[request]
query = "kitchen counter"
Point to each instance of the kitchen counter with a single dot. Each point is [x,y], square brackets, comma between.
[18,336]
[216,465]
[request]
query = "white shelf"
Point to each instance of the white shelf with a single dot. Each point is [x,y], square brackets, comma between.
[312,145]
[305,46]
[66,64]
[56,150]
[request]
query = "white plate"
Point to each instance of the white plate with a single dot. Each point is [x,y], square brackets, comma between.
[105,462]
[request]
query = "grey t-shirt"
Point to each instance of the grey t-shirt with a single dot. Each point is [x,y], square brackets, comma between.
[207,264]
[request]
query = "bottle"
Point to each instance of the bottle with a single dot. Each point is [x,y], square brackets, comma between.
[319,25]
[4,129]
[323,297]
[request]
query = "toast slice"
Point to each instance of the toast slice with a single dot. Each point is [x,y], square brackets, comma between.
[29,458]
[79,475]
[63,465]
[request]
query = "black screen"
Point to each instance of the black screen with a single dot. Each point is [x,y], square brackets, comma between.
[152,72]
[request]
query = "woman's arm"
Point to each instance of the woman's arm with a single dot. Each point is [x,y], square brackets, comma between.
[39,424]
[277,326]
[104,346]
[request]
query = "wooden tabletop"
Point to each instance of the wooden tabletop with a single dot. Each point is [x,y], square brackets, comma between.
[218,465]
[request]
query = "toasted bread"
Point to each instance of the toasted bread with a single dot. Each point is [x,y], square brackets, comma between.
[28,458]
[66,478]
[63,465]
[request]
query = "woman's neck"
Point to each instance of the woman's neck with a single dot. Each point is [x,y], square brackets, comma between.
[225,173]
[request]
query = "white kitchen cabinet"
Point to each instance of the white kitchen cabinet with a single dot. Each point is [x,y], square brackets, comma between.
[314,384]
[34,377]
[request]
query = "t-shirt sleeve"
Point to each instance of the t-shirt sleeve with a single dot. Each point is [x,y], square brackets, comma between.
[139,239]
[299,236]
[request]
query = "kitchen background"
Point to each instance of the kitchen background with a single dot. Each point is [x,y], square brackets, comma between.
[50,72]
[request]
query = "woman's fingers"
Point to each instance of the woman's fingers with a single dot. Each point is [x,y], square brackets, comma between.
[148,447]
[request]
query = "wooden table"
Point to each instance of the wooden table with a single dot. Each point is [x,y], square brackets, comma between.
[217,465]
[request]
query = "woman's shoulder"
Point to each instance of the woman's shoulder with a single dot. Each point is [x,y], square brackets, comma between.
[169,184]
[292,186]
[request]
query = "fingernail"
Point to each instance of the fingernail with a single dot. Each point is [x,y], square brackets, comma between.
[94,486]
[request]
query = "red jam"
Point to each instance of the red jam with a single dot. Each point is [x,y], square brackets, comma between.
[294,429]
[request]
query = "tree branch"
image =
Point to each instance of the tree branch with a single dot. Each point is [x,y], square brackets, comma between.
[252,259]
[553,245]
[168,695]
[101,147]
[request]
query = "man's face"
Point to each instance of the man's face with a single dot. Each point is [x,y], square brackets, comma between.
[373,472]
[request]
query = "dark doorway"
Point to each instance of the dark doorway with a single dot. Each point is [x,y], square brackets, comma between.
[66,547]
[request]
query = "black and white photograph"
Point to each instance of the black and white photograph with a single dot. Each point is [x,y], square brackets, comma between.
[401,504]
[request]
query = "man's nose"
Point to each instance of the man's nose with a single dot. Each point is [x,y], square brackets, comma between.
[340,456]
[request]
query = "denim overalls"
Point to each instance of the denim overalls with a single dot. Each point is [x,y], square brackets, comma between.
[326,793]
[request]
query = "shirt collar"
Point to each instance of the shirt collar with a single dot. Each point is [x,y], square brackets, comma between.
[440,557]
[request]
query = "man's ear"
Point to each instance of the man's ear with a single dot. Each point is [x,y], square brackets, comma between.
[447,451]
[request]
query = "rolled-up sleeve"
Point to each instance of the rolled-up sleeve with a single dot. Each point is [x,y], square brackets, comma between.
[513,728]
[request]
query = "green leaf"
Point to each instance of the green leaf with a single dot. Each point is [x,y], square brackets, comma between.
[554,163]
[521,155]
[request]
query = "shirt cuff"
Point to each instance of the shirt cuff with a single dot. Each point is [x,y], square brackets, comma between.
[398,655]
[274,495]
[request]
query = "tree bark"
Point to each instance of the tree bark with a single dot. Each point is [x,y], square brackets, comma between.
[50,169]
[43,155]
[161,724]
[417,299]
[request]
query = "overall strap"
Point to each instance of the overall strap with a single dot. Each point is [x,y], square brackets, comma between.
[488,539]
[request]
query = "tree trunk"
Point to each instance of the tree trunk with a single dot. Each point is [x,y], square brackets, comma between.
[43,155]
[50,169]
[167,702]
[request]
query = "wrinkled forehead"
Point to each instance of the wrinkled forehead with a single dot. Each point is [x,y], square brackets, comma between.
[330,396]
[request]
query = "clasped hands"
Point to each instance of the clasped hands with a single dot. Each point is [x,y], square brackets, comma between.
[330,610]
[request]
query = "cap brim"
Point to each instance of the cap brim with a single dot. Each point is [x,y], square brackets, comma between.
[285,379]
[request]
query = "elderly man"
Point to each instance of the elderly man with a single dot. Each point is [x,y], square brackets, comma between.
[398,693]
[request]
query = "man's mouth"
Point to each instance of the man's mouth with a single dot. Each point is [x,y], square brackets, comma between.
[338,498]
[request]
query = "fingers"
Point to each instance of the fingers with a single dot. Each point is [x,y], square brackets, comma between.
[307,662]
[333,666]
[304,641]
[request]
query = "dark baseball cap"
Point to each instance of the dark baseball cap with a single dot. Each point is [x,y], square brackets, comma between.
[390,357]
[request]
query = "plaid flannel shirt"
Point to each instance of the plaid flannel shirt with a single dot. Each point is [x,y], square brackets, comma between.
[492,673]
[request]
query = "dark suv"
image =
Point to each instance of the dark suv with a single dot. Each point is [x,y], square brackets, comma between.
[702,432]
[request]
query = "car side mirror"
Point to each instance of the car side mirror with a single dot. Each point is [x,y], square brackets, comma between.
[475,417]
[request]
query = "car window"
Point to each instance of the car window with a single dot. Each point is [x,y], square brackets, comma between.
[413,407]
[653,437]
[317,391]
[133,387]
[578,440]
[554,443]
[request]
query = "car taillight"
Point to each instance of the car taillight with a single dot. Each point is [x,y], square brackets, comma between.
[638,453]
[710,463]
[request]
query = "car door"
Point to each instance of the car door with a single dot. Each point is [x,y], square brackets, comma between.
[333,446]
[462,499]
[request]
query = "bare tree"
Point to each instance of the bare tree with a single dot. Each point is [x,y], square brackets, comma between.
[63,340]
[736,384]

EXERCISE TASK:
Send back each record exactly as it stands.

FINAL RESULT:
[request]
query = "kitchen counter"
Point to each instance of the kitchen counter with a single dot. Each point is [x,y], square brackets, comma between.
[18,336]
[216,465]
[request]
query = "white shelf"
Point to each instance of the white shelf with a single dot. Each point is [x,y], square brackets, comma between.
[312,145]
[305,46]
[66,64]
[56,150]
[request]
query = "white plate"
Point to each instance of the white plate with a single dot. Each point is [x,y], square brackets, comma between.
[105,462]
[request]
query = "grey t-shirt"
Point to each instance of the grey t-shirt with a single dot. Each point is [x,y], square brackets, comma between.
[207,264]
[request]
query = "bottle"
Point to each instance of the bottle with a single dot. Each point is [x,y], square brackets, comma between.
[319,25]
[4,129]
[323,297]
[request]
query = "toast slice"
Point to each instance of the toast slice with a single dot. Each point is [x,y], square brackets, comma between.
[29,458]
[79,475]
[63,465]
[request]
query = "black screen"
Point to each instance of the black screen with a single dot. Each point is [x,y], square brackets, comma between.
[152,72]
[request]
query = "woman's arm"
Point to each instance of the woman's arm with a single dot. Each point is [x,y], square brackets, comma between.
[39,424]
[277,326]
[104,346]
[request]
query = "wooden tabletop"
Point to each instance of the wooden tabletop with a single dot. Each point is [x,y], square brackets, comma between.
[218,465]
[request]
query = "toasted bread"
Point to each instance of the toasted bread with a single dot. Each point is [x,y], square brackets, comma between.
[28,458]
[66,478]
[63,465]
[request]
query = "woman's neck"
Point to each instance of the woman's neck with a single dot. Each point is [x,y], square brackets, comma between.
[225,173]
[request]
query = "white kitchen cabinet"
Point to each instance of the white kitchen cabinet with a single dot. Each point is [x,y], square brackets, comma between.
[314,384]
[34,377]
[request]
query = "t-shirt sleeve"
Point to each instance of the t-shirt sleeve with a single dot. Each point is [x,y], square brackets, comma between.
[139,239]
[299,236]
[request]
query = "kitchen background"
Point to each instance of the kitchen background with a single dot. Each point is [x,y], square brackets, comma between.
[50,72]
[request]
query = "woman's fingers"
Point to each instance of the woman's fingers with a single dot. Each point is [x,y], square brackets, comma between.
[148,447]
[request]
query = "wooden table"
Point to each instance of the wooden table with a single dot. Each point is [x,y], square brackets, comma between.
[217,465]
[request]
query = "woman's shoulder"
Point to each instance of the woman's shoulder with a single dot. Each point is [x,y], square brackets, comma between.
[169,184]
[292,186]
[request]
query = "fingernail"
Point to each instance of the fingernail with a single dot. Each point is [x,y], square brackets, comma between.
[94,486]
[request]
query = "red jam"
Point to each instance of the red jam with a single dot. Each point is [x,y], square brackets, comma between.
[294,429]
[request]
query = "tree branch"
image =
Point to each instance of the tree branch with a single dot. Each point is [x,y], square brackets, comma between.
[252,259]
[553,245]
[168,695]
[101,147]
[request]
query = "man's face"
Point to each instance of the man's face with a single dot. Each point is [x,y], square brackets, comma between.
[373,472]
[request]
query = "dark doorway"
Point to each instance of the dark doorway with a single dot. Each point is [x,y], square brackets, comma between.
[66,547]
[request]
query = "black and white photograph"
Point to each instance of the black and white photograph with a single dot. Each point is [x,y], square brackets, comma between.
[401,504]
[request]
query = "man's nose"
Point to each instance of the man's nose with a single dot. Each point is [x,y], square brackets, comma between.
[340,456]
[request]
query = "denim overalls"
Point to each instance of the denim overalls with a single dot. Each point is [x,y], square brackets, comma between.
[326,793]
[request]
query = "shirt collar"
Point to each instance of the shirt collar with a single dot. Each point is [x,y], square brackets, comma between.
[440,557]
[request]
query = "man's ear"
Point to each instance of the man's ear with a single dot. Each point is [x,y], square brackets, comma between.
[447,451]
[request]
query = "rolled-up sleeve"
Point to each instance of the rolled-up sleeve with a single dot. Each point is [x,y], square brackets, comma between.
[513,728]
[request]
query = "green leaf"
Point to each instance of the green leaf with a single dot. Each point is [x,y], square brackets, comma between.
[554,163]
[521,155]
[request]
query = "shirt cuff"
Point to each instance of the shirt cuff with a single dot. Each point is [x,y], square brackets, comma between.
[398,655]
[274,495]
[request]
query = "tree bark"
Point to each instance of the tree bark with a single dot. Each point is [x,y], square brackets, comma between.
[50,169]
[43,155]
[161,724]
[417,299]
[request]
query = "overall strap"
Point to each instance of the overall strap with a single dot. Each point is [x,y], square brackets, comma between.
[488,539]
[request]
query = "tree trunk"
Point to each instance of the tree trunk with a single dot. Each point is [x,y], square brackets, comma between.
[43,155]
[50,169]
[167,702]
[request]
query = "wrinkled forehead"
Point to each instance of the wrinkled forehead with a single dot. Each point is [x,y], square brackets, comma between.
[330,396]
[request]
query = "clasped hands"
Point to each instance of the clasped hands with a single dot. Each point is [x,y], square brackets, comma between.
[330,610]
[request]
query = "cap brim"
Point to each instance of the cap brim with a single dot. Each point is [x,y], square brackets, comma between.
[285,379]
[request]
query = "elderly man"
Point to each instance of the elderly man with a single dot. Each point is [x,y], square brackets, comma between.
[398,693]
[request]
query = "man's mouth"
Point to each instance of the man's mouth with a single dot. Each point is [x,y], square brackets, comma between.
[338,498]
[request]
query = "fingers"
Point to each instance of the fingers with a single dot. Each point is [x,y], square brackets, comma between.
[307,662]
[333,666]
[304,641]
[request]
query = "dark baseball cap"
Point to each instance of the dark baseball cap with a single dot. Each point is [x,y], square brackets, comma between.
[390,357]
[request]
query = "plaid flannel shirt"
Point to each instance of the plaid flannel shirt with a single dot. Each point is [x,y], square brackets, comma between.
[492,673]
[request]
query = "dark suv"
image =
Point to each instance of the dark suv with a single dot. Each point is [x,y], square brackets, comma between.
[702,432]
[request]
query = "car side mirror"
Point to each instance of the car side mirror with a single dot. Each point is [x,y], square brackets, comma between.
[475,417]
[request]
query = "car window"
Point to each instance of the car window with a single dot. Each point is [x,y], square brackets, comma between.
[413,407]
[653,437]
[317,391]
[133,387]
[578,440]
[554,443]
[request]
query = "car taillight"
Point to each instance of the car taillight with a single dot. Each point is [x,y], square brackets, comma between.
[638,453]
[710,463]
[request]
query = "car door"
Point to each instance of the car door with a single dot. Each point is [x,y], square brackets, comma between.
[333,446]
[462,499]
[request]
query = "bare tree"
Point to each instance of the bare tree with a single dot. Each point is [x,y], square brackets, comma between.
[63,340]
[736,384]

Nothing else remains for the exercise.